**What this task involves**
Restate word for word every line from the top of the data below down through the line that holds "Where can you see the long".

**Material for this task**
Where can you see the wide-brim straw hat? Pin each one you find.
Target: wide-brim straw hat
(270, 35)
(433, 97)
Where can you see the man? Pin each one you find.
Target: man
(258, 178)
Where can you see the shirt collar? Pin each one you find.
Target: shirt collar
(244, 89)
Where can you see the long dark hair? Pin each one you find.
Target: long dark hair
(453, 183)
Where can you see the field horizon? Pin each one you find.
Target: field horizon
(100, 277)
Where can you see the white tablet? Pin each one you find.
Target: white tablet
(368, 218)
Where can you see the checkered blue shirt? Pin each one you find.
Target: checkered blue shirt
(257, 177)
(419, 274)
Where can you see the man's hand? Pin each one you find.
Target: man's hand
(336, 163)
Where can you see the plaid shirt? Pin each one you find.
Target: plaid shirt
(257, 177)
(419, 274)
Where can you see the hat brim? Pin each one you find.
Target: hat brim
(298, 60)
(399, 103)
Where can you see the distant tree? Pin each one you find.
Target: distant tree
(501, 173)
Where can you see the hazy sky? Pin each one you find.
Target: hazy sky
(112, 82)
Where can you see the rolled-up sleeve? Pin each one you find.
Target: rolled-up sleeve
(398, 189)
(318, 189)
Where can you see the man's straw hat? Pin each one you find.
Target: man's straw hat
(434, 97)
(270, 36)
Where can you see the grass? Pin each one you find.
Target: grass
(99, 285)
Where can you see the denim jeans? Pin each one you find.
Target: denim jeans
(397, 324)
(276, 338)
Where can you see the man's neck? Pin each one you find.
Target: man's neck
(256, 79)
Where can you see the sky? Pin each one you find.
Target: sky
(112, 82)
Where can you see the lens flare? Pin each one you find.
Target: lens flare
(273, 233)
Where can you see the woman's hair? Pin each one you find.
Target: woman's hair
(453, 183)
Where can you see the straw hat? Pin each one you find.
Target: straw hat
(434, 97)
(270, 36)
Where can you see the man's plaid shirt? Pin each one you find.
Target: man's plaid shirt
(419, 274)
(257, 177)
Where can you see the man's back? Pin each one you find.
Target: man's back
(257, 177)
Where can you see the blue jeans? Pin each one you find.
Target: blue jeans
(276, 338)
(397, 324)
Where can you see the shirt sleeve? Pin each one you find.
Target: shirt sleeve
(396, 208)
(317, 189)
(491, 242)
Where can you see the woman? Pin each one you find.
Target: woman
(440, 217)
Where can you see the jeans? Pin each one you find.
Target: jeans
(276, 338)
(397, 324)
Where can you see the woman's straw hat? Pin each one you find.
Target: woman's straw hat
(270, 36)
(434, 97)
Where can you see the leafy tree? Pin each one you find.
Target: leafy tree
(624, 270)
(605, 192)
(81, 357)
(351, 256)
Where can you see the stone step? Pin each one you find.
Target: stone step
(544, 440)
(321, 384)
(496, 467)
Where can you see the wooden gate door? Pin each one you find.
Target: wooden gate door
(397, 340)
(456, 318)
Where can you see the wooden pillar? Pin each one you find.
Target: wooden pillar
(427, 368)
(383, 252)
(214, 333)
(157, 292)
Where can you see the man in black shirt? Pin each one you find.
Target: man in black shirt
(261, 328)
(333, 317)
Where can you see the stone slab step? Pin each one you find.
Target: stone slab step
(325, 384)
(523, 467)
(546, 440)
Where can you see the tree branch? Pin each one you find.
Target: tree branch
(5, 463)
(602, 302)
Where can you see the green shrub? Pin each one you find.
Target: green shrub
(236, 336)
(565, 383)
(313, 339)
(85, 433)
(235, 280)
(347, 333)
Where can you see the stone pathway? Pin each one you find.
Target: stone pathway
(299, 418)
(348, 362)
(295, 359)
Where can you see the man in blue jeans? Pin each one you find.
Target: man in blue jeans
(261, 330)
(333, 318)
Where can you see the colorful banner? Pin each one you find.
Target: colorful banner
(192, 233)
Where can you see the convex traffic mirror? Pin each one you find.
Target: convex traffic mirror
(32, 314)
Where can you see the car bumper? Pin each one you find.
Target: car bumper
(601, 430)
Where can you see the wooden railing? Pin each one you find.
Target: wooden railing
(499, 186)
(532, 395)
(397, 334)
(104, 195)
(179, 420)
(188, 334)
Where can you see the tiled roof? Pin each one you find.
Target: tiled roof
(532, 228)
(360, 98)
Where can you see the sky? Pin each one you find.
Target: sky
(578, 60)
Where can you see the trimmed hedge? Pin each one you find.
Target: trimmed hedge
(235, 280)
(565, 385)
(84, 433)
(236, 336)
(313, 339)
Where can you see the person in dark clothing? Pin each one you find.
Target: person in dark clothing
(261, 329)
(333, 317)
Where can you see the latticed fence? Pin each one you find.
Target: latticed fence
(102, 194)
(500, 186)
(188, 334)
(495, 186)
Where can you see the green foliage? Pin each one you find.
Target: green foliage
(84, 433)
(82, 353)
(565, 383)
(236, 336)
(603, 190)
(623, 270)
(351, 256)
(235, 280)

**Answer box**
Where can you see the wide-brim straw hat? Pin each one you find.
Target: wide-brim straw hat
(270, 35)
(433, 97)
Where can you see the man? Pin each one you find.
Target: man
(258, 178)
Where can you see the shirt collar? Pin each one you find.
Target: shirt collar
(244, 89)
Where can you see the long dark hair? Pin each one you find.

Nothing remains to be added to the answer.